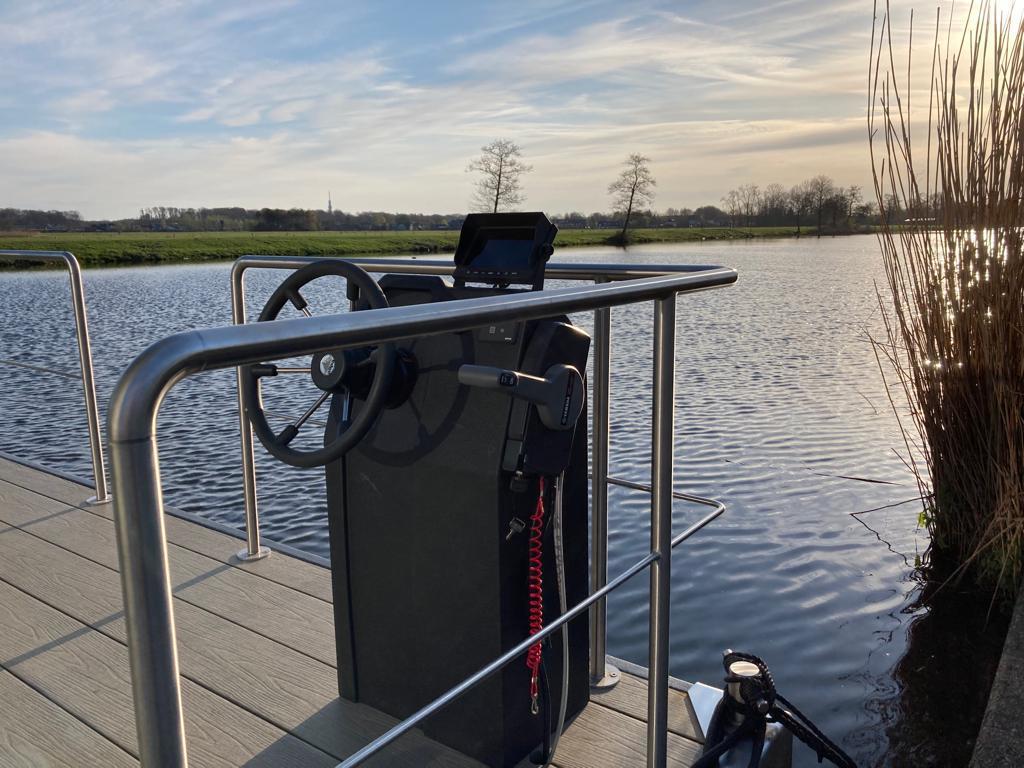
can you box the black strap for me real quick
[692,651,858,768]
[692,713,758,768]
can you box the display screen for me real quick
[453,213,556,288]
[467,237,535,271]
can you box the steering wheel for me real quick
[241,260,396,468]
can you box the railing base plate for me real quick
[85,495,113,506]
[590,663,621,690]
[236,546,271,562]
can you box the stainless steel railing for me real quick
[590,297,615,687]
[0,250,110,505]
[108,267,735,767]
[229,257,726,560]
[228,255,725,684]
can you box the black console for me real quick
[245,213,591,768]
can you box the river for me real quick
[0,235,997,766]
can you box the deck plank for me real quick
[0,457,705,767]
[0,580,336,768]
[551,702,702,768]
[591,667,703,743]
[0,456,332,601]
[0,669,137,768]
[0,492,483,767]
[0,477,336,666]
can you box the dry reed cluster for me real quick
[870,2,1024,595]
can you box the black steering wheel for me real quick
[241,260,396,468]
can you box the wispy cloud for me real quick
[0,0,954,218]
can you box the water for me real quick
[0,236,995,766]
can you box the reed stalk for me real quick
[869,1,1024,596]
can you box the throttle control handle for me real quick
[457,363,584,431]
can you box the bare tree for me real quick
[736,184,761,226]
[722,184,762,226]
[845,185,862,221]
[762,183,789,222]
[789,181,815,234]
[466,139,532,213]
[609,154,656,240]
[807,174,835,235]
[721,188,741,225]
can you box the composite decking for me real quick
[0,456,704,767]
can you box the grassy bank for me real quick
[0,226,812,268]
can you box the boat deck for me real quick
[0,456,704,767]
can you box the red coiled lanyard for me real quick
[525,476,546,714]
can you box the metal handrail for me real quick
[605,474,728,518]
[0,250,110,504]
[228,256,726,561]
[108,267,735,767]
[228,255,729,684]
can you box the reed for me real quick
[869,2,1024,595]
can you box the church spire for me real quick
[327,191,333,214]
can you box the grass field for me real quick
[0,226,808,268]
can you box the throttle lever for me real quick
[457,363,584,431]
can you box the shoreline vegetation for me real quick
[870,4,1024,597]
[0,225,868,269]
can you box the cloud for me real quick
[447,10,844,99]
[0,0,310,116]
[0,131,347,216]
[0,0,960,217]
[0,114,874,220]
[54,89,117,114]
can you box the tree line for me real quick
[0,208,83,231]
[0,198,888,234]
[718,177,878,232]
[137,207,466,232]
[3,162,902,234]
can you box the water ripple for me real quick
[0,237,933,765]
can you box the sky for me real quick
[0,0,959,219]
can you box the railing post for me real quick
[64,254,111,505]
[647,294,676,768]
[0,250,110,505]
[589,299,619,688]
[230,265,270,561]
[109,435,188,767]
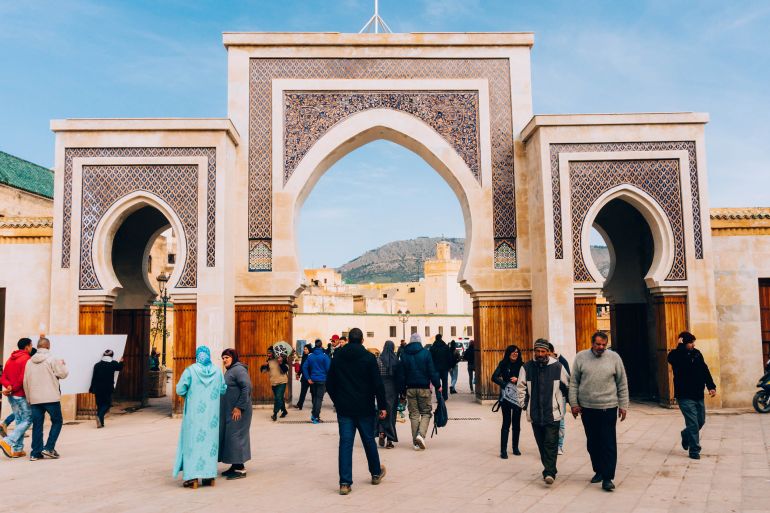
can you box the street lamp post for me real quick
[397,309,411,341]
[156,272,170,368]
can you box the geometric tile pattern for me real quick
[248,239,272,272]
[550,141,702,262]
[61,147,216,270]
[283,91,480,184]
[569,159,687,282]
[249,58,516,270]
[79,165,198,290]
[493,238,517,269]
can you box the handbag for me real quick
[501,382,519,406]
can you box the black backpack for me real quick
[431,392,448,437]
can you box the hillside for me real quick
[338,237,611,283]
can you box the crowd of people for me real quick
[0,328,718,496]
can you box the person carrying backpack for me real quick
[398,333,441,451]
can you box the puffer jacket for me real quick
[23,348,69,405]
[398,342,440,390]
[303,348,331,383]
[516,356,569,425]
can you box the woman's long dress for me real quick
[379,374,399,442]
[219,362,253,464]
[173,364,226,480]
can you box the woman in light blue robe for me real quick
[173,346,227,488]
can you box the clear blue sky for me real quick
[1,1,768,267]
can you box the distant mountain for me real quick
[338,237,464,283]
[337,237,610,283]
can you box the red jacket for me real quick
[0,350,31,397]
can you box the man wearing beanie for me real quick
[569,331,629,492]
[667,331,716,460]
[398,333,441,451]
[89,349,124,428]
[517,338,570,485]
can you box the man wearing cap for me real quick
[517,338,570,485]
[569,331,629,492]
[328,334,341,358]
[397,333,441,451]
[667,331,716,460]
[89,350,124,428]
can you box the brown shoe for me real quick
[339,484,351,495]
[371,464,386,485]
[202,478,215,487]
[183,479,199,489]
[11,450,26,458]
[0,439,13,458]
[0,423,7,437]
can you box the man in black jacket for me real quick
[667,331,716,460]
[398,333,441,451]
[326,328,387,495]
[88,350,124,428]
[429,334,453,400]
[464,340,476,393]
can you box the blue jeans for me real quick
[3,413,14,426]
[31,402,63,457]
[678,398,706,455]
[337,414,381,486]
[450,366,459,388]
[4,396,31,451]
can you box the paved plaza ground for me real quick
[3,369,769,513]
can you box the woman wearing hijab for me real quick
[376,340,400,449]
[219,348,252,480]
[492,345,523,459]
[173,346,226,489]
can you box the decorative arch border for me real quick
[578,186,677,287]
[90,191,189,295]
[549,141,703,262]
[568,158,687,282]
[79,164,198,289]
[279,108,483,288]
[60,146,216,269]
[248,58,517,271]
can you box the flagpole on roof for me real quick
[359,0,393,34]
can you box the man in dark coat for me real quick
[667,331,716,460]
[429,334,453,400]
[219,348,252,479]
[326,328,387,495]
[88,350,123,428]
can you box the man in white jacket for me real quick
[23,337,68,461]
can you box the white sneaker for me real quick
[544,475,555,485]
[415,434,426,450]
[413,444,421,451]
[557,447,564,455]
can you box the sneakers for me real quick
[11,450,26,458]
[0,423,7,437]
[450,387,457,394]
[226,469,247,480]
[557,447,564,456]
[310,417,320,424]
[602,479,615,492]
[544,475,555,485]
[371,465,386,485]
[414,434,426,450]
[689,452,701,460]
[41,449,60,459]
[29,454,41,461]
[339,484,351,495]
[0,438,13,458]
[280,411,288,418]
[590,473,603,484]
[271,413,277,421]
[413,444,421,451]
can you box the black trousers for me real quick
[581,407,618,480]
[532,421,560,478]
[311,382,326,419]
[296,379,310,408]
[95,394,111,424]
[500,402,522,452]
[438,372,449,400]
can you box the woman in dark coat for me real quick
[376,340,400,448]
[89,349,124,428]
[492,345,523,459]
[219,348,252,479]
[294,344,311,409]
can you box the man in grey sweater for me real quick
[569,331,629,492]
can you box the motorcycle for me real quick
[752,368,770,413]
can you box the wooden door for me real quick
[77,304,114,418]
[113,309,150,402]
[759,279,770,366]
[172,303,197,414]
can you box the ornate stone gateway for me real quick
[49,33,727,413]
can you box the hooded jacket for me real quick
[23,348,69,405]
[667,343,716,400]
[398,341,441,390]
[325,342,386,417]
[0,349,32,397]
[516,356,569,425]
[429,339,454,373]
[303,347,331,383]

YOUR TASK >> Reproduce each entry precisely; the pictures stay out.

FINAL ANSWER >>
can you box the black strap for me real quick
[692,651,858,768]
[692,713,758,768]
can you box the display screen for me real quick
[453,213,556,288]
[467,237,535,271]
can you box the steering wheel for me real quick
[241,260,396,468]
can you box the railing base plate for me real quick
[85,495,113,506]
[590,663,621,690]
[236,546,271,562]
can you box the stainless steel railing for me real quick
[590,297,615,687]
[0,250,110,505]
[108,267,735,767]
[229,257,726,560]
[228,255,725,684]
can you box the black console for me real quick
[245,213,591,768]
can you box the river for me real quick
[0,235,997,766]
can you box the deck plank for me real quick
[0,457,705,767]
[0,580,336,768]
[551,702,702,768]
[591,667,703,743]
[0,456,332,601]
[0,669,137,768]
[0,492,483,767]
[0,477,336,666]
can you box the dry reed cluster for me real quick
[870,2,1024,595]
can you box the black steering wheel for me real quick
[241,260,396,468]
can you box the wispy cloud for me real quick
[0,0,954,218]
can you box the water for me real quick
[0,236,995,766]
can you box the reed stalk for me real quick
[869,1,1024,596]
can you box the throttle control handle for me real quick
[457,363,584,431]
can you box the bare tree for me real quick
[736,184,761,226]
[722,184,762,226]
[845,185,862,221]
[762,183,789,222]
[789,181,815,234]
[466,139,532,213]
[609,154,656,240]
[807,174,835,235]
[721,188,741,225]
can you box the composite decking for me real quick
[0,456,704,767]
can you box the grassy bank for me real quick
[0,226,812,268]
can you box the boat deck for me real quick
[0,456,704,767]
can you box the red coiled lanyard for me real quick
[525,476,546,714]
can you box the metal handrail for me real quick
[605,474,728,518]
[0,250,110,504]
[228,256,726,561]
[108,267,735,767]
[228,255,729,684]
can you box the reed for me real quick
[869,2,1024,595]
can you box the church spire for me real quick
[327,191,333,214]
can you box the grass field for me real quick
[0,226,808,268]
can you box the throttle lever for me real quick
[457,363,584,431]
can you box the shoreline vegetation for me real quick
[870,4,1024,597]
[0,225,868,269]
can you box the cloud for me real quick
[447,10,844,99]
[0,0,310,116]
[0,131,347,216]
[0,0,960,217]
[0,114,874,220]
[54,89,117,114]
can you box the tree line for me real quick
[0,208,83,231]
[0,198,888,234]
[718,177,878,232]
[137,207,466,232]
[3,162,902,234]
can you box the water ripple for me real quick
[0,237,933,765]
can you box the sky for me real quick
[0,0,959,219]
can you box the railing post for me real quick
[64,254,111,505]
[647,294,676,768]
[0,250,110,505]
[589,299,619,688]
[230,265,270,561]
[109,435,188,767]
can you box the street lamp post for me real quick
[397,309,411,341]
[156,272,170,368]
can you box the geometric tile pattern for me real quick
[248,239,272,272]
[550,141,702,262]
[61,147,216,270]
[283,91,480,184]
[569,159,687,282]
[249,58,516,270]
[79,165,198,290]
[493,238,517,269]
can you box the handbag for me real quick
[501,382,519,406]
can you box the black backpack for me real quick
[431,392,448,437]
can you box the hillside for me real quick
[338,237,611,283]
can you box the crowd of people for me real quick
[0,328,718,496]
can you box the person carrying backpack for me real quick
[398,333,441,451]
can you box the puffer jacket for me real quick
[23,348,69,405]
[398,342,440,390]
[303,348,331,383]
[516,356,569,425]
can you box the woman's long dress for me real quick
[379,374,399,442]
[219,362,253,464]
[173,364,226,480]
can you box the woman in light blue robe for me real quick
[173,346,227,488]
can you box the clear blue sky for me real quick
[1,1,768,267]
can you box the distant mountain for me real quick
[338,237,464,283]
[337,237,610,283]
can you box the red jacket for me real quick
[0,350,31,397]
can you box the man wearing beanie for me real quick
[569,331,629,492]
[667,331,716,460]
[398,333,441,451]
[89,349,124,428]
[517,338,570,485]
can you box the man wearing cap for me real quick
[517,338,570,485]
[569,331,629,492]
[328,334,341,358]
[397,333,441,451]
[667,331,716,460]
[89,350,124,428]
can you box the brown shoe for me real quick
[339,484,351,495]
[371,464,386,485]
[202,478,215,487]
[183,479,199,489]
[11,450,26,458]
[0,439,13,458]
[0,423,7,437]
can you box the man in black jacket for me real quick
[667,331,716,460]
[398,333,441,451]
[326,328,387,495]
[88,350,124,428]
[429,334,453,400]
[464,340,476,393]
can you box the blue jeans for me real quick
[3,413,14,426]
[31,402,63,457]
[678,398,706,455]
[337,414,381,486]
[450,366,459,388]
[4,396,31,451]
can you box the paved plaza ground for me real quick
[3,369,769,513]
can you box the woman wearing hijab for me real quick
[376,340,400,449]
[219,348,252,480]
[492,345,523,459]
[173,346,226,489]
can you box the decorative arch border for me real quick
[578,186,677,287]
[90,191,189,295]
[549,141,703,262]
[568,158,687,282]
[79,164,198,289]
[279,108,483,288]
[60,146,216,269]
[248,58,517,271]
can you box the flagpole on roof for me real quick
[359,0,393,34]
can you box the man in dark coat for me real quick
[667,331,716,460]
[429,334,453,400]
[219,348,252,479]
[326,328,387,495]
[88,350,123,428]
can you box the man in white jacket for me real quick
[23,337,68,461]
can you box the white sneaker for me real quick
[544,475,555,485]
[415,434,426,450]
[413,444,421,451]
[557,447,564,455]
can you box the sneakers for me real quick
[11,450,26,458]
[0,423,7,437]
[450,387,457,394]
[226,469,247,480]
[557,447,564,456]
[310,417,320,424]
[602,479,615,492]
[544,475,555,485]
[371,465,386,485]
[414,434,426,450]
[689,452,701,460]
[41,449,60,459]
[29,454,41,461]
[339,484,351,495]
[0,438,13,458]
[280,411,288,418]
[590,473,603,484]
[271,413,277,421]
[413,444,421,451]
can you box the black trousers for me real quick
[581,407,618,480]
[532,421,560,478]
[311,382,326,419]
[296,379,310,408]
[95,394,111,424]
[500,402,522,452]
[438,372,449,400]
can you box the woman in dark coat for me real quick
[376,340,400,448]
[89,349,124,428]
[492,345,523,459]
[219,348,252,479]
[294,344,311,409]
can you box the man in grey sweater for me real quick
[569,331,629,492]
can you box the motorcycle for me real quick
[752,368,770,413]
can you box the wooden door for me real quick
[77,304,114,418]
[113,309,150,402]
[759,279,770,366]
[172,303,197,414]
can you box the ornate stone gateway for me real quick
[49,33,727,413]
can you box the hooded jacket for me real quick
[23,348,69,405]
[667,343,716,400]
[398,341,441,390]
[325,342,386,417]
[0,349,32,397]
[516,356,569,425]
[429,339,454,373]
[303,347,331,383]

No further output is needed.